* STATED TASK: Rewrite everything from the start of the records down to the line containing "top-left (90, 352), bottom-right (499, 450)", with "blue sky" replaced by "clear sky" and all else unchanged.
____________________
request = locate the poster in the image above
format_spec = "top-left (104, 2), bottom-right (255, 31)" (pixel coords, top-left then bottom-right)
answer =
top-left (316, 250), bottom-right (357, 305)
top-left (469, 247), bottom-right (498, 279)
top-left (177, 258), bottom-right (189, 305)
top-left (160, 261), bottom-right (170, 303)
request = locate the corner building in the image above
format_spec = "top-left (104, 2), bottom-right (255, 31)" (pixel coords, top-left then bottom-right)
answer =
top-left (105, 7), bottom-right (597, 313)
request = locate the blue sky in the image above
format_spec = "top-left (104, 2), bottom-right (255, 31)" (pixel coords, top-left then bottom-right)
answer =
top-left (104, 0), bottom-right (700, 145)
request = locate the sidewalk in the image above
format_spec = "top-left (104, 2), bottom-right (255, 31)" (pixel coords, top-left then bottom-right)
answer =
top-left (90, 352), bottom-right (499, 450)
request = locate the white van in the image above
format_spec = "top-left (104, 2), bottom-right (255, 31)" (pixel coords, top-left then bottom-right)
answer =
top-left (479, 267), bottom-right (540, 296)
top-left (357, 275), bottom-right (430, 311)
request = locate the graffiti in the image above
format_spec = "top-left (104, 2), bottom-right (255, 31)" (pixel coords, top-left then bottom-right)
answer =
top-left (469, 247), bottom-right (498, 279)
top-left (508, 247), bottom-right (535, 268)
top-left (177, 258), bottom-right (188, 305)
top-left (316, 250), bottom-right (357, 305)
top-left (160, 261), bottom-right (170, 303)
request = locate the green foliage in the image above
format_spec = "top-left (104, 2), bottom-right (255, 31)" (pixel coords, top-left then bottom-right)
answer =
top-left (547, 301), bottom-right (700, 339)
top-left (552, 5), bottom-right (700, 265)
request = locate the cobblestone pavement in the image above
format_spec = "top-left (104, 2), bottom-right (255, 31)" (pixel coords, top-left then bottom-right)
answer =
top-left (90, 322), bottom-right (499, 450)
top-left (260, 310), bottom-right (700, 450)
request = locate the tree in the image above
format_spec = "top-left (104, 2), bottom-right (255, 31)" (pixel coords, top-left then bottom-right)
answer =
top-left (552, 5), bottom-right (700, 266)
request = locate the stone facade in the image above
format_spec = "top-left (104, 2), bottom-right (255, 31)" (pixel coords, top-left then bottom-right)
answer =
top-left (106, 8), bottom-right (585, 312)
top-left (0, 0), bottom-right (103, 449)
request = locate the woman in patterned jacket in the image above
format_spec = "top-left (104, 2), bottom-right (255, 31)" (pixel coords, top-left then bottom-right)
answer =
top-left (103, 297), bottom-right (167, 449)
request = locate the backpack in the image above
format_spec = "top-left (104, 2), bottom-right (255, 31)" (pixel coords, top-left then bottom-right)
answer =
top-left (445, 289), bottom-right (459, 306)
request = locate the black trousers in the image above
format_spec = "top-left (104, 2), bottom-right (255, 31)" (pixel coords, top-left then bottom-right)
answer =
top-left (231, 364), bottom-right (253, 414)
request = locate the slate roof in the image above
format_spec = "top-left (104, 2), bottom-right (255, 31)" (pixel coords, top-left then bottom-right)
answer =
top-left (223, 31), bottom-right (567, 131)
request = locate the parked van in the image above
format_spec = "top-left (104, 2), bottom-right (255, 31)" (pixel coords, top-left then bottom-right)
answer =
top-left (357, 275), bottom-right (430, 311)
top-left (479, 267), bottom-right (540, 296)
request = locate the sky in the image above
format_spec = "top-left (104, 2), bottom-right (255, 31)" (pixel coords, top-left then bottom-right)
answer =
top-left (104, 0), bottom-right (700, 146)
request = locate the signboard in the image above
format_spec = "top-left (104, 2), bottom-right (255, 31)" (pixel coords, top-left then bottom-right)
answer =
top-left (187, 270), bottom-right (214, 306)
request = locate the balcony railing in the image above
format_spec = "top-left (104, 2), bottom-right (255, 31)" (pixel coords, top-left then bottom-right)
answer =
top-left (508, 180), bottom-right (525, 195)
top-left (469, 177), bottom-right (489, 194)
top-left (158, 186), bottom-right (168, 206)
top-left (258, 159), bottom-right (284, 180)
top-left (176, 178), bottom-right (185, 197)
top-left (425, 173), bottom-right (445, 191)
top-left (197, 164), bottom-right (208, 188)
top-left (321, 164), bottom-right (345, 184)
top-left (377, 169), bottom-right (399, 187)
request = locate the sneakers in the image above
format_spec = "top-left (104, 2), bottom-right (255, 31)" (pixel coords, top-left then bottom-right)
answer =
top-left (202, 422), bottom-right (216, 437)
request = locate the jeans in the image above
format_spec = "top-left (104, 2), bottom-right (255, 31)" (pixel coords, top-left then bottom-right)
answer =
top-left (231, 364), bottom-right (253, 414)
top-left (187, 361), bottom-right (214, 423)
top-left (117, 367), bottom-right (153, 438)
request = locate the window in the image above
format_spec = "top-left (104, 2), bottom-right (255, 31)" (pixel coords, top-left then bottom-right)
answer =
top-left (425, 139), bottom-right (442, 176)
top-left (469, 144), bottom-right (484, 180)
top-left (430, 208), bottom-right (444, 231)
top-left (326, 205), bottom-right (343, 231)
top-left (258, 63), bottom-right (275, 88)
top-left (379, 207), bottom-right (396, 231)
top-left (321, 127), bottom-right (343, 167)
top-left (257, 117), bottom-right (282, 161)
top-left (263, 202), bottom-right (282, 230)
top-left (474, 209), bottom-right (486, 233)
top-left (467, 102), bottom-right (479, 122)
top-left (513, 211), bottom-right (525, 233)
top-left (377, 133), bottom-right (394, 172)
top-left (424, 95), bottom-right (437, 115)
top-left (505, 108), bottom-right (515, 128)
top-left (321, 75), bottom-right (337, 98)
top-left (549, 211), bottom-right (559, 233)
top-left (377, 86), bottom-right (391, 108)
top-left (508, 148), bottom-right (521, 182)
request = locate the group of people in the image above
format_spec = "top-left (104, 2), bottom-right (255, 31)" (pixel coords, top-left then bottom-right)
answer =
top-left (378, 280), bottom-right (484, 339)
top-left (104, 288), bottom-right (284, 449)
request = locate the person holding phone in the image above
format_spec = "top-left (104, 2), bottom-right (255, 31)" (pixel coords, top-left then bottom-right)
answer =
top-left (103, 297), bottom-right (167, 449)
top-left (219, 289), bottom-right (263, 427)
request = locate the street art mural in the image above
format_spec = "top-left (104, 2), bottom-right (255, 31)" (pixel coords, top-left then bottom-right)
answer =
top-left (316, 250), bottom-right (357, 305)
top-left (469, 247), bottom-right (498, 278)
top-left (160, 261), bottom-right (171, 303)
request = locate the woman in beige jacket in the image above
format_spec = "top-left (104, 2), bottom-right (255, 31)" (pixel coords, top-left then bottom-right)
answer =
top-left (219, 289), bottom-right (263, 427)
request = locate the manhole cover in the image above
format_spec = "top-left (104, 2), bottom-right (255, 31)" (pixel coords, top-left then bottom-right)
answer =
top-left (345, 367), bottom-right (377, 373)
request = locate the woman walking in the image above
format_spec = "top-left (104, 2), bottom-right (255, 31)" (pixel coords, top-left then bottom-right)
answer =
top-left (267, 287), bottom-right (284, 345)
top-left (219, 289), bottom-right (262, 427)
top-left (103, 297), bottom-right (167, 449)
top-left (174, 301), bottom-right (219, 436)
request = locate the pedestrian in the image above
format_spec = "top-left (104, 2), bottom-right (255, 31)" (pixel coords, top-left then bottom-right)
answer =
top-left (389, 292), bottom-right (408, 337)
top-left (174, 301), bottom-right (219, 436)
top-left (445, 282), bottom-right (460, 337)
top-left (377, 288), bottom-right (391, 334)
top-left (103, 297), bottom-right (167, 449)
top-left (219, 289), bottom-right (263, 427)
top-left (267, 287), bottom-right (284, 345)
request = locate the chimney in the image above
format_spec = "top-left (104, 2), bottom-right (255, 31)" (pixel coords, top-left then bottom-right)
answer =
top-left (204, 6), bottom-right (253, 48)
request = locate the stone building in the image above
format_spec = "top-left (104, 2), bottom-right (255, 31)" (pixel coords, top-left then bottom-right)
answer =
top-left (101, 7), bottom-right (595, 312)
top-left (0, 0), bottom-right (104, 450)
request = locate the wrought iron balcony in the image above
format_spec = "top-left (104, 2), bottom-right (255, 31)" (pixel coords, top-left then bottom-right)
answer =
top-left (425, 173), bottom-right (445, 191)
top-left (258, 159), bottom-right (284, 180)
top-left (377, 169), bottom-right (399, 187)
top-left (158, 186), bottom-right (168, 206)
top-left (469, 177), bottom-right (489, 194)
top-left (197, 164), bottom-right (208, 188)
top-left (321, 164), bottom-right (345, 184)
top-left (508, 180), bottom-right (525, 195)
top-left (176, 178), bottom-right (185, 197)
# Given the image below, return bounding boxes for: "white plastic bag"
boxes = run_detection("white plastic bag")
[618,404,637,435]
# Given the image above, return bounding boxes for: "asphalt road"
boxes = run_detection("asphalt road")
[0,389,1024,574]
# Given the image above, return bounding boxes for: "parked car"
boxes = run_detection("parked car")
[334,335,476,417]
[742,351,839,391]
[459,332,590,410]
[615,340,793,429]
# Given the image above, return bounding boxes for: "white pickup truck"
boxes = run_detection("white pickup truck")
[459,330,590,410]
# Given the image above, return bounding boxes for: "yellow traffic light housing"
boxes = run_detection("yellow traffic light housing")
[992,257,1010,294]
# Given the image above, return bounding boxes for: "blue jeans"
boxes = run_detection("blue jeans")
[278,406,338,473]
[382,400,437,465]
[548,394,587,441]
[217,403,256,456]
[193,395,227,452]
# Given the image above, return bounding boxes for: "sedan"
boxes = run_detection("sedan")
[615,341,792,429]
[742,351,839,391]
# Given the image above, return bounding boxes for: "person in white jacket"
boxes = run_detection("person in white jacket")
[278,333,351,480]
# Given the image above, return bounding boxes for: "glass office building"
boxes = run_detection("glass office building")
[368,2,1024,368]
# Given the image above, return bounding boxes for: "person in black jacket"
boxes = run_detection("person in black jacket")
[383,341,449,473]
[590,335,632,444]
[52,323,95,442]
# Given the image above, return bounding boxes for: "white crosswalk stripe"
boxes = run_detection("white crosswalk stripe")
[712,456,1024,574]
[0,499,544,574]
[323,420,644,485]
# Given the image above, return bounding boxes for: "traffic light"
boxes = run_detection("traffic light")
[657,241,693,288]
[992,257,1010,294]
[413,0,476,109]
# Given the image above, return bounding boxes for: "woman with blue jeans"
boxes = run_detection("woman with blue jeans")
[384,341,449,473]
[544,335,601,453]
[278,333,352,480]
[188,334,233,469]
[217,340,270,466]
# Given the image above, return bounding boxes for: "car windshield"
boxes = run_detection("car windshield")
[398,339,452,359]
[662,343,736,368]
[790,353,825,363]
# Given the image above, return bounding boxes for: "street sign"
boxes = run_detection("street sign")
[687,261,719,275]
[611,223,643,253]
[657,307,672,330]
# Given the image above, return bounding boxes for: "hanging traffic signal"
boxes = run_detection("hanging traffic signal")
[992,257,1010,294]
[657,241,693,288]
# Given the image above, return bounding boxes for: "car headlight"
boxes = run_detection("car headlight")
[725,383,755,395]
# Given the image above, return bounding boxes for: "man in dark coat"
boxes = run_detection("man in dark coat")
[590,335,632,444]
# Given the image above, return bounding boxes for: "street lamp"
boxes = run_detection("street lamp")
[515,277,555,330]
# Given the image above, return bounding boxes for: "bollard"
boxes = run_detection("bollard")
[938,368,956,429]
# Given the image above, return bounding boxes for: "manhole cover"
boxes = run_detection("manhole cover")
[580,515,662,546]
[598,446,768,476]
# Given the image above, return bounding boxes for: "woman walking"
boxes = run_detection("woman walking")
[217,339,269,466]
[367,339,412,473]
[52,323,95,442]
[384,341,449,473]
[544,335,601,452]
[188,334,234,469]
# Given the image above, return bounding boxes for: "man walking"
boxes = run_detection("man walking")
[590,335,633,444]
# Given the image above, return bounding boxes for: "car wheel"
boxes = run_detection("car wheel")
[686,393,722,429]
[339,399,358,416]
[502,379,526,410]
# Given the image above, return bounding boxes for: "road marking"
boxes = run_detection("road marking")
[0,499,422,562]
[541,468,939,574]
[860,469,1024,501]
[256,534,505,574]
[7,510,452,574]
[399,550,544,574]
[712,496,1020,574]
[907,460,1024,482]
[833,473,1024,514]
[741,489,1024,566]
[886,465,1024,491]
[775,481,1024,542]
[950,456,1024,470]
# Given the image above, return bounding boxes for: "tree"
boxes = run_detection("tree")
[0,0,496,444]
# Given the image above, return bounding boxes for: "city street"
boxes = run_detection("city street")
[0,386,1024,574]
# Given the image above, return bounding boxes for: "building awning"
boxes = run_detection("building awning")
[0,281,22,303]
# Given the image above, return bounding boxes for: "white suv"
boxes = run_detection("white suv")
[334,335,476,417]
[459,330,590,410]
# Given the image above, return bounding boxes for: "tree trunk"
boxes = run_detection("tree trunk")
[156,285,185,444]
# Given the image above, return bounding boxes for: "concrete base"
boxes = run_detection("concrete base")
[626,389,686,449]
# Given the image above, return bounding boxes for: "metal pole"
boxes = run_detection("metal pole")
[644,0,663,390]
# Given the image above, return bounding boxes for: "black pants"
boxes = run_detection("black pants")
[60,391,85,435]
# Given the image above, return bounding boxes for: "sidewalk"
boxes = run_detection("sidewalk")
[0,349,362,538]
____________________
* SOLVED EXERCISE:
request = locate the poster in the image above
format_spec = "top-left (104, 2), bottom-right (255, 31)" (pixel coords, top-left then bottom-right)
answer =
top-left (316, 250), bottom-right (357, 305)
top-left (469, 247), bottom-right (498, 279)
top-left (177, 258), bottom-right (189, 305)
top-left (160, 261), bottom-right (170, 303)
request = locate the corner building in the image above
format_spec = "top-left (104, 2), bottom-right (255, 31)" (pixel coords, top-left then bottom-right)
answer =
top-left (105, 7), bottom-right (597, 313)
request = locate the clear sky in the image above
format_spec = "top-left (104, 2), bottom-right (255, 31)" (pixel coords, top-left then bottom-right)
answer =
top-left (104, 0), bottom-right (700, 145)
request = locate the sidewalk in the image above
format_spec = "top-left (104, 2), bottom-right (255, 31)" (pixel coords, top-left then bottom-right)
answer =
top-left (90, 352), bottom-right (499, 450)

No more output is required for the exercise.